- WORK INSTRUCTIONS -
Each line from the one holding "Challenge: find every instance of snow-covered lower" to the end of the listing below must be given again exactly as it appears.

───── RECORDS TO USE ─────

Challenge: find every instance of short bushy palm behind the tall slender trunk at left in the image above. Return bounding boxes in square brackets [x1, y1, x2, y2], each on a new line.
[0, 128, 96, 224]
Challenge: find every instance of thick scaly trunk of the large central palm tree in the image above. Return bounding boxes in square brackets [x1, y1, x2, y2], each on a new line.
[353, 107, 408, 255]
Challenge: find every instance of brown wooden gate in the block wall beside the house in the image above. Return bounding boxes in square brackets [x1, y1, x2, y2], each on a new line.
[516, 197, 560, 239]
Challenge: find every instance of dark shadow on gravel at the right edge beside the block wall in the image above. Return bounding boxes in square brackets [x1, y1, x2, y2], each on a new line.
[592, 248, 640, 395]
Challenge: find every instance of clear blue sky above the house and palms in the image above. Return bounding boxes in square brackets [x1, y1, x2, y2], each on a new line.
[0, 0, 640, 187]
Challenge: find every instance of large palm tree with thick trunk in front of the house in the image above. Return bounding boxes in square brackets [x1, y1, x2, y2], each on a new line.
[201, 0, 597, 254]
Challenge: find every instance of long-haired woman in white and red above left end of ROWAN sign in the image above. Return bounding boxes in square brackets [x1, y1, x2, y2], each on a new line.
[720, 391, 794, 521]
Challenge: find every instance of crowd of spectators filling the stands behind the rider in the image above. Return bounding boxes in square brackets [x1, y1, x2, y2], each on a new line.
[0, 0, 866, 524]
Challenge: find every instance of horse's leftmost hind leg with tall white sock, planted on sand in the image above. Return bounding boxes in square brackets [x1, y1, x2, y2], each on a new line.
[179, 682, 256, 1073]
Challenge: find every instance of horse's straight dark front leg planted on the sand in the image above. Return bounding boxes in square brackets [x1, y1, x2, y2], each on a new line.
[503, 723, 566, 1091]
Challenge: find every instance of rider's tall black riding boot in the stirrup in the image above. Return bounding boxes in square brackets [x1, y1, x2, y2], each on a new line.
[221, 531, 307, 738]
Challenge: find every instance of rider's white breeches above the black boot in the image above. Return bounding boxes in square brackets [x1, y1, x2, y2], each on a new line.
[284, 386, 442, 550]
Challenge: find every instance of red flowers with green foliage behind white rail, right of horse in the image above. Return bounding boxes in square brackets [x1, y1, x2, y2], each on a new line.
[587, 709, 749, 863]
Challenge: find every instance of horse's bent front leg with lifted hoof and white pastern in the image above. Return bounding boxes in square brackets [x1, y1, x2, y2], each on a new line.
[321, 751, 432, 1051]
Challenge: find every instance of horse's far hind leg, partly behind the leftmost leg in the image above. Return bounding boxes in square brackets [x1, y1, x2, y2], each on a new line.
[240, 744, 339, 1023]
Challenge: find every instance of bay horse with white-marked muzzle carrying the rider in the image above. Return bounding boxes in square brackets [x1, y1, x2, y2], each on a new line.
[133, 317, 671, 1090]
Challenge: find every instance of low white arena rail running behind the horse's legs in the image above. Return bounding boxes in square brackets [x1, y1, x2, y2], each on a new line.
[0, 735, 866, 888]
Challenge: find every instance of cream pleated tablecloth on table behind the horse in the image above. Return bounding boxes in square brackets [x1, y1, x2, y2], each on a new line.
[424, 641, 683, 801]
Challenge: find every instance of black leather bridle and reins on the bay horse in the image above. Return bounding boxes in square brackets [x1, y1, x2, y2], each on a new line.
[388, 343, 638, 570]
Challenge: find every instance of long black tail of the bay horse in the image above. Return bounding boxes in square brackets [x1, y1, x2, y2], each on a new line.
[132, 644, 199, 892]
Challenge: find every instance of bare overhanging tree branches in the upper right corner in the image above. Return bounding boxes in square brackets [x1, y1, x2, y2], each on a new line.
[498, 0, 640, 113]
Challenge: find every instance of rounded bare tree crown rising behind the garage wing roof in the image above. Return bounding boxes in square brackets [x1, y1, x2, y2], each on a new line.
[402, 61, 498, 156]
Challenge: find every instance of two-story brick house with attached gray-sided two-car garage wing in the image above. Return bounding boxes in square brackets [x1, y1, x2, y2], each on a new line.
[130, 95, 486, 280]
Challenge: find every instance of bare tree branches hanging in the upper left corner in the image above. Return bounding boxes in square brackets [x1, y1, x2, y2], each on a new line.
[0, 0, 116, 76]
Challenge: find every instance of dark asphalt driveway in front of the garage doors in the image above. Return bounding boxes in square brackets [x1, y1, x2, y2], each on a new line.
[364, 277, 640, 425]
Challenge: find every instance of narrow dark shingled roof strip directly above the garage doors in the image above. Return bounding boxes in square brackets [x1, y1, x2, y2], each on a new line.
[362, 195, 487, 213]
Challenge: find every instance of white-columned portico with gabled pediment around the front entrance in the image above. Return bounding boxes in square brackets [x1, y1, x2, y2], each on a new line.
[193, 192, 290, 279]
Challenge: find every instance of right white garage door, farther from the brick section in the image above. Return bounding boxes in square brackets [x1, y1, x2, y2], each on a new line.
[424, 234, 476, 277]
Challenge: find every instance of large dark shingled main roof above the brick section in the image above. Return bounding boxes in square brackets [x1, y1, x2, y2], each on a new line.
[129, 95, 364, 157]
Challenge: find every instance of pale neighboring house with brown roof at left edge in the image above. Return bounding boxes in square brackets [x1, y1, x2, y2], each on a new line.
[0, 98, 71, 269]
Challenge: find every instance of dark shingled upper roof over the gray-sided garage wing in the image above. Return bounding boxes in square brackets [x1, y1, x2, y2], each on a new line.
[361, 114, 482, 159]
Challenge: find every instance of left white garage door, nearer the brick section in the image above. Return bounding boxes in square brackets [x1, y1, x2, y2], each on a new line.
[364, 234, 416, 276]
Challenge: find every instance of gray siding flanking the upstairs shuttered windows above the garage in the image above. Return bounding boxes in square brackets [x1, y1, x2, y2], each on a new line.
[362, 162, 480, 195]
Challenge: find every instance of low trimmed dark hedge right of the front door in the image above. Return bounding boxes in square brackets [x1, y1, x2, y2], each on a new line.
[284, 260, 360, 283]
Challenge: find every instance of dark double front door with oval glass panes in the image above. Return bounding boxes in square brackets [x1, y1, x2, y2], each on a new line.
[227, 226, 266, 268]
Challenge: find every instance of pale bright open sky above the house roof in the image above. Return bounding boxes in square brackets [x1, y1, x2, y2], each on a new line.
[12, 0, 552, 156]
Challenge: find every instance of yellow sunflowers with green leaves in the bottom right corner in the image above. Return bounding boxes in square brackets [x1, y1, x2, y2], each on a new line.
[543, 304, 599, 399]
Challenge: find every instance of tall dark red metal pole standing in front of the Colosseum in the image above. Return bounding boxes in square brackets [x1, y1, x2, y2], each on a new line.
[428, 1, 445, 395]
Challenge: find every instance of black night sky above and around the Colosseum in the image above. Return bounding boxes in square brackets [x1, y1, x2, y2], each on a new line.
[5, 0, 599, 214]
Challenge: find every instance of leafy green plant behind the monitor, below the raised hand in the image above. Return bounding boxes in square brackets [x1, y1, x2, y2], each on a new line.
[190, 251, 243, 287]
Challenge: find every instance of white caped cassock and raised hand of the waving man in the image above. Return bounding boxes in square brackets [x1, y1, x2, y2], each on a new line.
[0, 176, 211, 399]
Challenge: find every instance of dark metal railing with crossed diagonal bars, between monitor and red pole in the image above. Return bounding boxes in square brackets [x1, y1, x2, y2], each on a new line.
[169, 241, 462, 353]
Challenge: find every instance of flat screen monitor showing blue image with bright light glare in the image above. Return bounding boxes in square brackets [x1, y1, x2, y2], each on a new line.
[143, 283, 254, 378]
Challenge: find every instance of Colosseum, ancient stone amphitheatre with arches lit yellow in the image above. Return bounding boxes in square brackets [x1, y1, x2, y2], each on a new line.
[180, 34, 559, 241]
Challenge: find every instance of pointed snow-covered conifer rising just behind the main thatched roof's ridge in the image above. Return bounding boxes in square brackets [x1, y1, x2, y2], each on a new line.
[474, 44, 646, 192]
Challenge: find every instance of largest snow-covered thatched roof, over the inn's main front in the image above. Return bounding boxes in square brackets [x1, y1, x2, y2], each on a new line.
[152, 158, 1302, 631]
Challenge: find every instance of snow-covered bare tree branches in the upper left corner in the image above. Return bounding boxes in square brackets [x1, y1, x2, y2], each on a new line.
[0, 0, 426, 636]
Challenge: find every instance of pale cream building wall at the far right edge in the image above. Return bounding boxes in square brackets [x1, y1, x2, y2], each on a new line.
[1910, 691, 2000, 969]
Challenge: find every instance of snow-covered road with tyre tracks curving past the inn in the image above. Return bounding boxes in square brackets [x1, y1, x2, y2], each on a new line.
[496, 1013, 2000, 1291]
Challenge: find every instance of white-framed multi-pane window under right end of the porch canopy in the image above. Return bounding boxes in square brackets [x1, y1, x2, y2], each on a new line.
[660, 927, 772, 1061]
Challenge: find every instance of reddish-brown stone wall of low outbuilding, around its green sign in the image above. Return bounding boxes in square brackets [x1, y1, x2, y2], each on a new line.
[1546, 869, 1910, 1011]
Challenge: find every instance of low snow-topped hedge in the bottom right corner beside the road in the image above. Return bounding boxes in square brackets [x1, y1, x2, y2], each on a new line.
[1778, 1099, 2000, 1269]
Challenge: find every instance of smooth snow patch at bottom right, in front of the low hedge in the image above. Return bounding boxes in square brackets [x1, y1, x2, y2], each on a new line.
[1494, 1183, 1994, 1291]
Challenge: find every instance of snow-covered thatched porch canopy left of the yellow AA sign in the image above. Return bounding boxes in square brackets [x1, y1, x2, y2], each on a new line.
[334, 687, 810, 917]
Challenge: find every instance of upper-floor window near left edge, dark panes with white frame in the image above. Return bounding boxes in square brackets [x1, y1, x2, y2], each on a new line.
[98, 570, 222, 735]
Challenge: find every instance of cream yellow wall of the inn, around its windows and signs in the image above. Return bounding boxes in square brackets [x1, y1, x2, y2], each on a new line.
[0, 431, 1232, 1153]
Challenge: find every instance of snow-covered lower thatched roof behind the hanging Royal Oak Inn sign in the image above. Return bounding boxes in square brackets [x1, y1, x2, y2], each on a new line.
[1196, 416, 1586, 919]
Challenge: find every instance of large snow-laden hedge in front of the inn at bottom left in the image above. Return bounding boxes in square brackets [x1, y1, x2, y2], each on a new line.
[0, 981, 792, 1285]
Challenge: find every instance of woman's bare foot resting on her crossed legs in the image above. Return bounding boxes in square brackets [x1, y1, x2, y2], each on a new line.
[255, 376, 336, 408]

─────

- SOLVED PROBLEM -
Challenge: find every instance of snow-covered lower thatched roof behind the hanging Royal Oak Inn sign in the image above. Return bounding boxes in square brackets [x1, y1, x2, y2], each on a new line.
[1196, 416, 1586, 919]
Challenge: find every instance of large snow-laden hedge in front of the inn at bottom left in the image above. Return bounding boxes in square brackets [x1, y1, x2, y2], each on a new line.
[0, 981, 792, 1285]
Challenge: find every instance of woman's bare foot resting on her crossed legs in the image above. Return bounding boxes in square brackets [x1, y1, x2, y2], each on a new line.
[255, 376, 336, 408]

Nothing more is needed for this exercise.